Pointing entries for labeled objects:
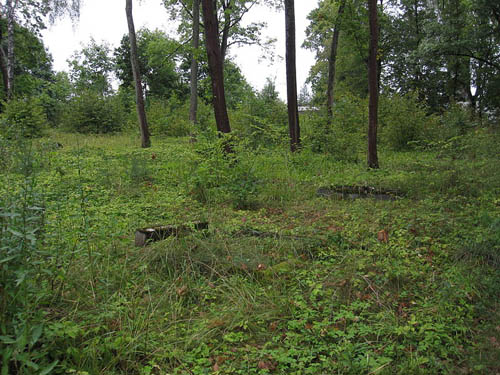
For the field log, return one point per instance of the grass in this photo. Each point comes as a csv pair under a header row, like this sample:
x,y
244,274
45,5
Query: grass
x,y
294,284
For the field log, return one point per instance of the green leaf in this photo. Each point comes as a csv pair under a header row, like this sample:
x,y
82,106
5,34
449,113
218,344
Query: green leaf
x,y
37,332
7,340
48,369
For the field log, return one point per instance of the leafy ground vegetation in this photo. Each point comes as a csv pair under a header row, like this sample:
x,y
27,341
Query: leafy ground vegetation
x,y
283,281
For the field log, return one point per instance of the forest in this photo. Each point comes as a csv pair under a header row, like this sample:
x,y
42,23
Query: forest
x,y
161,216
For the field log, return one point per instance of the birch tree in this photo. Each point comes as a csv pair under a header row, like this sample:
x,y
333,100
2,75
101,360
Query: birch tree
x,y
139,96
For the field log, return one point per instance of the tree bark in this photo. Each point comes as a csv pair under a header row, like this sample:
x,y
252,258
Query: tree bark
x,y
373,86
141,113
193,108
291,76
215,65
332,63
3,67
10,47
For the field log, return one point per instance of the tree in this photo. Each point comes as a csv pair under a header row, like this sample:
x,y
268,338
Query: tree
x,y
215,63
33,64
193,107
373,86
332,62
229,16
157,56
141,112
340,60
291,76
32,12
91,68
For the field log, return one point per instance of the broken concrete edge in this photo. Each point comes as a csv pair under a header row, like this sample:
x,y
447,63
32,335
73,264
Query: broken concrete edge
x,y
357,191
143,236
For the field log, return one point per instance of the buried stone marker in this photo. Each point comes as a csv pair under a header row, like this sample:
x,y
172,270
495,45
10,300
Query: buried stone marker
x,y
355,192
144,236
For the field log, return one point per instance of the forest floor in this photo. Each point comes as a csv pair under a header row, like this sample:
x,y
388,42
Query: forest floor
x,y
283,281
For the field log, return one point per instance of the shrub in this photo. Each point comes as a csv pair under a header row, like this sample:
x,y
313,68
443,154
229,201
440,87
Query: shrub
x,y
218,176
331,139
23,116
90,112
404,122
168,117
261,121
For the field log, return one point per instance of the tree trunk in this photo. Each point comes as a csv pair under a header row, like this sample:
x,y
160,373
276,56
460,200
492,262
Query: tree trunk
x,y
10,47
291,77
193,108
373,86
141,113
332,63
3,67
215,64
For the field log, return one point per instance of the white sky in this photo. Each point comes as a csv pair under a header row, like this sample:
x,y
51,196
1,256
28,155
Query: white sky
x,y
105,20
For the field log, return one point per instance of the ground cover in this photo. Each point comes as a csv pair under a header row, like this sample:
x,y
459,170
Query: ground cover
x,y
284,281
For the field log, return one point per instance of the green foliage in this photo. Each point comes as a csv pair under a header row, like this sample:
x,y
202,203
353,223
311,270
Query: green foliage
x,y
301,285
24,117
404,122
218,174
55,96
157,55
342,138
332,140
262,119
167,117
90,112
22,222
91,67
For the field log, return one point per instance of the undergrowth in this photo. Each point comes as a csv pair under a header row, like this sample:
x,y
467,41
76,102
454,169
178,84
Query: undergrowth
x,y
282,282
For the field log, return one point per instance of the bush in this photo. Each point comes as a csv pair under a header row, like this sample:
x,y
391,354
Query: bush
x,y
404,122
170,117
261,121
23,116
90,112
331,139
218,176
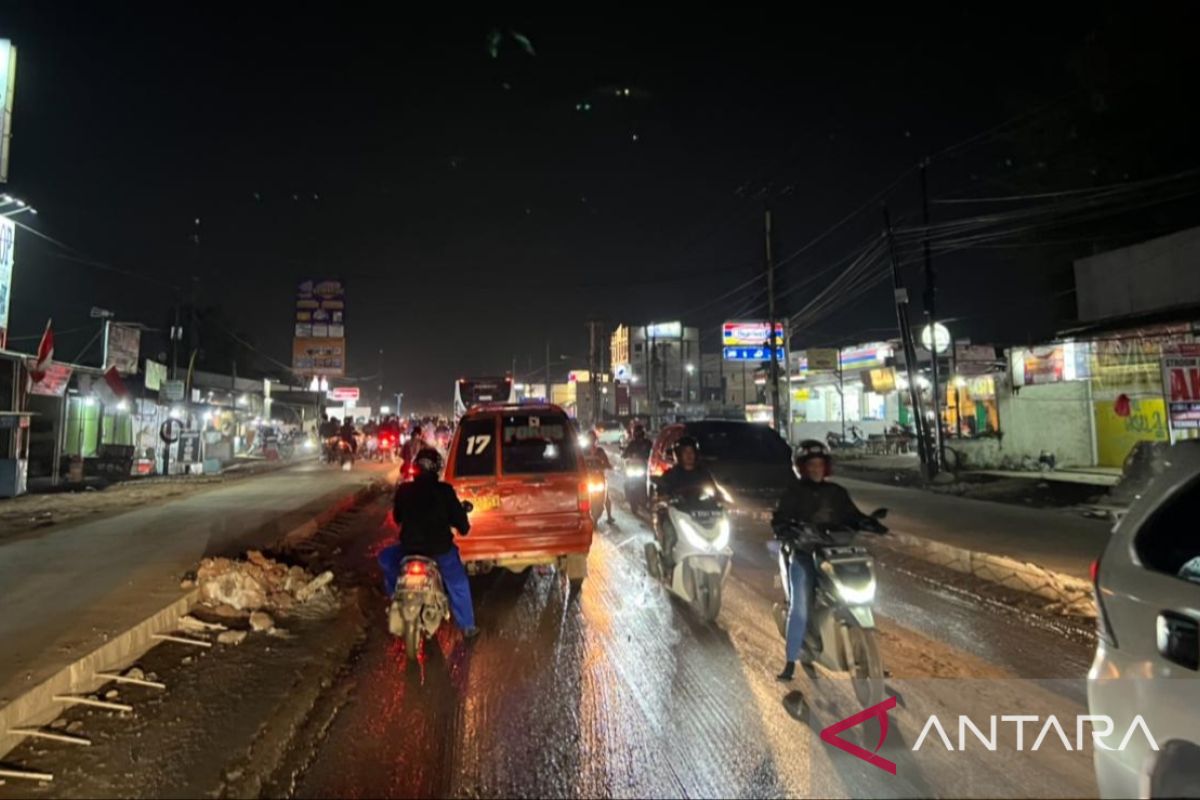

* **Job**: Rewrite all the records above as a JSON list of strings, with one string per line and no blank lines. Leave the pictures out.

* **Answer to this task**:
[
  "For the field log, return one point per instance of the grass in this photo. Each point comes as a csv pair under a header row, like this sample:",
  "x,y",
  "244,274",
  "45,5",
  "Query: grass",
  "x,y",
  "294,284",
  "For the field log, return one point per instance of the green leaf in this photo. Each point comes as a csv pair under a header row, like this sample:",
  "x,y",
  "82,106",
  "5,34",
  "449,113",
  "218,344",
  "Query: green leaf",
  "x,y",
  "37,332",
  "7,340",
  "48,369",
  "For the field log, return one point per instance of the leafy ground vegetation in this photo. Each point comes as a csv pair under a header row, like this sample:",
  "x,y",
  "27,341",
  "Query: leafy ground vegetation",
  "x,y",
  "283,281",
  "For the field log, return one point per instance of the forest in this photo. Each point comes as a csv pair under a header row, like this sample:",
  "x,y",
  "42,23",
  "Query: forest",
  "x,y",
  "161,216",
  "For the field log, return one point per instance of the birch tree in this photo. Each point comes as a csv pair under a header row, like this sample:",
  "x,y",
  "333,100",
  "2,75",
  "101,360",
  "Query: birch tree",
  "x,y",
  "139,96",
  "For the field log, return one point per instance of the tree bark in this photo. Each point comes as a csv pair under a header row, like this sample:",
  "x,y",
  "252,258",
  "Query: tree bark",
  "x,y",
  "373,86",
  "141,113",
  "193,108",
  "291,76",
  "215,65",
  "332,63",
  "3,67",
  "10,47",
  "For the field log, return one point per instance of the tree in this photo. Each point comes as a csv pair under a header row, like this sample:",
  "x,y",
  "268,338",
  "Query: tree",
  "x,y",
  "215,63",
  "33,64",
  "193,107",
  "373,86",
  "332,62",
  "229,16",
  "157,56",
  "141,112",
  "340,60",
  "291,76",
  "32,12",
  "91,68",
  "For the field log, return one point per instance of the broken concrete edge in this photo. Each point comes as a csv pair under a header row, like this sample:",
  "x,y",
  "447,63",
  "32,335",
  "73,264",
  "Query: broken concrete edge",
  "x,y",
  "357,191",
  "143,236",
  "For the field log, return one point per instance of the buried stone marker in this photo. Each point comes as a csv pair under a header row, like this sample:",
  "x,y",
  "172,270",
  "495,45",
  "10,300",
  "Query: buried stone marker",
  "x,y",
  "355,192",
  "144,236",
  "For the field log, return one point per instance of the forest floor in this photo. Each point comes as a csv pair under a header row, like this sample:",
  "x,y",
  "388,42",
  "Query: forest floor",
  "x,y",
  "283,281",
  "For the field log, return one point per instance of the shrub in this photo. Each point comes as a csv pair under a header row, like this sample:",
  "x,y",
  "313,68",
  "443,154",
  "229,201",
  "440,87",
  "Query: shrub",
  "x,y",
  "218,176",
  "331,139",
  "23,116",
  "90,112",
  "404,122",
  "168,117",
  "261,121",
  "For the field log, return one point per instance of the tree trunk in this photo. Each point comes as a csv pair under a header row, like this sample:",
  "x,y",
  "160,373",
  "276,56",
  "460,200",
  "492,262",
  "Query: tree trunk",
  "x,y",
  "10,47",
  "291,77",
  "193,108",
  "373,86",
  "141,113",
  "332,63",
  "3,67",
  "215,64",
  "For the field log, return one point per instance of the white sky in this photo. Each point comes as a csv pair under a header row, like this sample:",
  "x,y",
  "51,196",
  "1,256",
  "28,155",
  "Query: white sky",
  "x,y",
  "105,20",
  "For the field log, return one point per instance of the ground cover in this photo. Each point comes as a csv pair under a header row, like this sample:",
  "x,y",
  "459,170",
  "Query: ground cover",
  "x,y",
  "284,281",
  "For the field log, return one point per instance of the green foliage in this photo. Each point comes as a csv pair under a header row, like this sample:",
  "x,y",
  "202,203",
  "353,223",
  "311,270",
  "Query: green foliage",
  "x,y",
  "301,285",
  "24,117",
  "404,122",
  "218,174",
  "55,96",
  "157,55",
  "342,138",
  "332,140",
  "262,119",
  "167,117",
  "90,112",
  "22,222",
  "91,67",
  "For the field log, return one point per instance of the undergrowth in this photo. Each point comes as a csv pair under a header row, like this sample:",
  "x,y",
  "467,41",
  "76,102",
  "454,169",
  "178,84",
  "Query: undergrowth",
  "x,y",
  "282,282",
  "For the field log, return one point per instance of the bush in this photo. Each point comes as a csv pair under a header row, like this sample:",
  "x,y",
  "391,354",
  "Query: bush",
  "x,y",
  "404,122",
  "170,117",
  "261,121",
  "23,116",
  "90,112",
  "331,139",
  "218,176"
]